MATERIAL PROVIDED >>
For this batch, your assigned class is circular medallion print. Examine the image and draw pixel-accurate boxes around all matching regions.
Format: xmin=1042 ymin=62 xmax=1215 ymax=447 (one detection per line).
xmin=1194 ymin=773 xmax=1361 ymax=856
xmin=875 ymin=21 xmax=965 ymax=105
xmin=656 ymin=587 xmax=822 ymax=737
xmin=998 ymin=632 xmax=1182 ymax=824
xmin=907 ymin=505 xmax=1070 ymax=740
* * *
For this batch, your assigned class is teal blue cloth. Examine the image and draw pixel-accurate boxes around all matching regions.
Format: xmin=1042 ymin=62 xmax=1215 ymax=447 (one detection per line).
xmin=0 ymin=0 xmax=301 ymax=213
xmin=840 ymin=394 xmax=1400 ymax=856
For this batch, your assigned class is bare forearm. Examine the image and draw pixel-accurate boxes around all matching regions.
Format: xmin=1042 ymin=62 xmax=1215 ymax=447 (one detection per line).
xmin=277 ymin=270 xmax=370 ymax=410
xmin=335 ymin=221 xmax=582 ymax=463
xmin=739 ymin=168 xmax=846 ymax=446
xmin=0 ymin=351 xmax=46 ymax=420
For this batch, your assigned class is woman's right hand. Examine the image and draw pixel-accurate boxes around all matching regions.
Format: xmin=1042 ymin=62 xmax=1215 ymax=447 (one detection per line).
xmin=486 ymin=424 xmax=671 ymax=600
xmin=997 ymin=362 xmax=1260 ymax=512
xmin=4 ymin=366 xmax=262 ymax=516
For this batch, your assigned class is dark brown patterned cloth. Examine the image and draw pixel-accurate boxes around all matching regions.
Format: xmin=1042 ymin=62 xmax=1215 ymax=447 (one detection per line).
--
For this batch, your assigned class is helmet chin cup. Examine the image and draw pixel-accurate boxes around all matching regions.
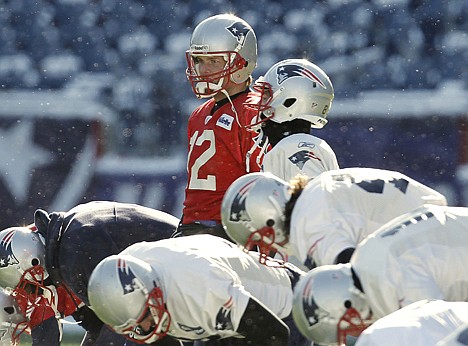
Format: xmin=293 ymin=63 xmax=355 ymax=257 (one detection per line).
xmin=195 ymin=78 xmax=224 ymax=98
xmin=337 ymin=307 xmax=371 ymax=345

WHAT NEEDS TO BE DONE >> Arrange the items above, starting at the line that contains "For this batch, your assigned class is bare" and ending at the line that contains "xmin=335 ymin=221 xmax=582 ymax=463", as a two-column CSV headed item_text and answer. Give one row per item, and put each field in quotes with line breaks replaced by spaces.

RIGHT ANSWER >>
item_text,answer
"For this batch, your assigned class is bare forearm. Examine the image and draw pixel-accurate boxes around all matching regions. Format: xmin=1042 ymin=62 xmax=1215 ymax=447 (one detection per line).","xmin=277 ymin=270 xmax=370 ymax=410 xmin=335 ymin=221 xmax=582 ymax=463"